-- Given entries --

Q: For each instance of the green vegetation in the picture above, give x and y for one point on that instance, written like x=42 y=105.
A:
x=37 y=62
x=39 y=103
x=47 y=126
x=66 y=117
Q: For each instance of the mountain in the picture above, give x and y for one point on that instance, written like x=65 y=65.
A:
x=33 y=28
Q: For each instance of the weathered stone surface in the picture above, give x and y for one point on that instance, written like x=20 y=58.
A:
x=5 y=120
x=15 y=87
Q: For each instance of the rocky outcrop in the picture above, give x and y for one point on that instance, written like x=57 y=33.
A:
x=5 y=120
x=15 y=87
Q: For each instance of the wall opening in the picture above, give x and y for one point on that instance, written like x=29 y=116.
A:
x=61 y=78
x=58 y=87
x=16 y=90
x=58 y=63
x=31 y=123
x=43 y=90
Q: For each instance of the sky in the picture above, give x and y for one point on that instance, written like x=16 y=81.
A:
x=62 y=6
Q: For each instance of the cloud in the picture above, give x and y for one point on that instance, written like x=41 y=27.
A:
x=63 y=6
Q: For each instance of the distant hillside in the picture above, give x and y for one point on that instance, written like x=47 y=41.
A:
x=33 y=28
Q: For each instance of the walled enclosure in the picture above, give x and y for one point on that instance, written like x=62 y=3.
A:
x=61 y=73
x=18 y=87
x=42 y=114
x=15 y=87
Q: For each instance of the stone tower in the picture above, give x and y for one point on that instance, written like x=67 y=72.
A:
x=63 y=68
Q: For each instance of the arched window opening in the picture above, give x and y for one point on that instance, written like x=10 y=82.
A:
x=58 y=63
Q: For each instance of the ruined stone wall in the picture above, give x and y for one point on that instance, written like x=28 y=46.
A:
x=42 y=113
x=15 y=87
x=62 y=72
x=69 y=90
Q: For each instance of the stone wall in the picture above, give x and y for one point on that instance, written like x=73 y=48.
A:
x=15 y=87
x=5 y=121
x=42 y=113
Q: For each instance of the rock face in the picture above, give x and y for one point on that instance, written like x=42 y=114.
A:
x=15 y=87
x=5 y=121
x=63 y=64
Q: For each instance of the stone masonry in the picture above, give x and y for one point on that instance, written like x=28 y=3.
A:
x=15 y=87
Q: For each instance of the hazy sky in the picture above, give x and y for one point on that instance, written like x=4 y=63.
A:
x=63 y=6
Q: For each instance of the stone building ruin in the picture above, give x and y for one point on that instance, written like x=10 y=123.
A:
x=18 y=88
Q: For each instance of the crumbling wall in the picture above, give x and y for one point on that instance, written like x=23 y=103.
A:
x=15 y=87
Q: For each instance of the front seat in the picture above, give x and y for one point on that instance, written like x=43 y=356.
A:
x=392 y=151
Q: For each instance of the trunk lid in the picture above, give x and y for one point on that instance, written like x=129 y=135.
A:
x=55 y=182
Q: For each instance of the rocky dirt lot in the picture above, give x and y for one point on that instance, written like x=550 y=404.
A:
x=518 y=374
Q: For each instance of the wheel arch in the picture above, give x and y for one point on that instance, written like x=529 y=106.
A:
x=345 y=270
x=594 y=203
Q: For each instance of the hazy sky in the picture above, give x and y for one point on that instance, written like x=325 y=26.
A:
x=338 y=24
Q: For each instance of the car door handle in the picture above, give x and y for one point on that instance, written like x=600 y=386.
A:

-- What is asked --
Quote only the lines from the line containing "Q: For each instance of the rock face" through the end of the entries, keeping the first and the last.

-- Answer in full --
Q: For each instance of the rock face in the picture above, give x and y for one point on that instance, written like x=42 y=114.
A:
x=15 y=87
x=5 y=121
x=63 y=64
Q: For each instance of the stone masonry in the picture above, give x and y for one point on that instance, written like x=28 y=3.
A:
x=15 y=87
Q: For each instance of the hazy sky in the picture above, give x and y for one point on that instance, written like x=4 y=63.
A:
x=63 y=6
Q: For each instance of the stone building ruin in the picture above, give x and y for one point on that instance, written like x=10 y=123.
A:
x=18 y=88
Q: For each instance of the crumbling wall in the picture above, give x and y for one point on that instance, written like x=23 y=103.
A:
x=15 y=87
Q: For each instance of the front seat in the picture above, give x and y for one point on that instance, written like x=43 y=356.
A:
x=392 y=151
Q: For each instance of the trunk lid in the picture above, give x and y for one point on that instance, written like x=129 y=135.
A:
x=55 y=182
Q: For each instance of the rocky dirt lot in the picture above, give x and y for one point on that instance, written like x=550 y=404.
A:
x=518 y=374
Q: For each instance of the wheel arch in the picture above, give x and y for one point on that instance, written like x=529 y=106.
A:
x=345 y=270
x=594 y=203
Q: For each instance of the hazy sky in the picture above, give x and y for one point on that instance, written like x=325 y=26.
A:
x=338 y=24
Q: For each instance of the car door handle in the picture above, give x and y for one point on that instance, written like x=600 y=386.
A:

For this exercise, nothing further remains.